> **EXCERPT TO READ**

_____

A postdoc at the University of Minnesota with Erin Carlson followed. “I changed my field and studied antibiotic resistance,” Goswami says. In 2018, she switched specialties again, this time to electronic materials, when she joined DuPont’s Electronics & Imaging business in Marlborough, Mass.
“I design electronic materials that are used in advanced lithography to print micro-feature sized logic- and memory-chips for use in the next-generation computer and hand-held electronic devices,” Goswami says. Her research team collaborates closely with DuPont’s engineering division to support scale-up and analytical specialists to ensure product quality. “We all work in tandem.”
Outside of the lab, Goswami participates in two DuPont employee resource groups. The DuPont Women’s Network, which organizes seminars and coffee networking chats, and the DuPont Marlborough Research and Engineers Organization, which facilitates mentoring within the company. “We couple younger professionals with mid- or late-career professionals for career development,” Goswami explains.

_____

> **RECORDED DATA**
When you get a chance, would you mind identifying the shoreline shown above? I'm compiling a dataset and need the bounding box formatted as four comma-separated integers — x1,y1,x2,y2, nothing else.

_____

> **PARTS OF THE EXERCISE**
[1] In the profile of Goswami's career, what does the text say her research team works with DuPont's engineering division and its analytical specialists for?
[2] Resume the profile of Goswami's career after its final sentence.

> **RESPONSES FOR EACH TASK**
[1] The team works with the engineering division to support scale-up and with analytical specialists to ensure product quality.

[2]
What's the best thing about your job?
I get to do very cool science with a bunch of really nice people.
What was the last experiment you ran?
I was trying to analyze a compound using mass spectrometry. It's very important for us to identify any impurities present in our materials.
Is there anything about your current job that surprised you?
The time it takes from a concept of a material or a product to high-volume production. The rigor in optimization, testing, and quality is extensive, especially in the electronics industry. Coming out of academia to industry, that has been a big eye opener for me.
Do you have any advice for aspiring scientists?
Don't let your PhD specialism limit you from what you can achieve. Companies hire talent. They are always looking for people who can do logical reasoning and solve problems. They're not only trying to hire people based on the science they have done before. Also, do not succumb to imposter syndrome, believe in yourself—you’re worthy of the success you have achieved.
What's your proudest career moment to date?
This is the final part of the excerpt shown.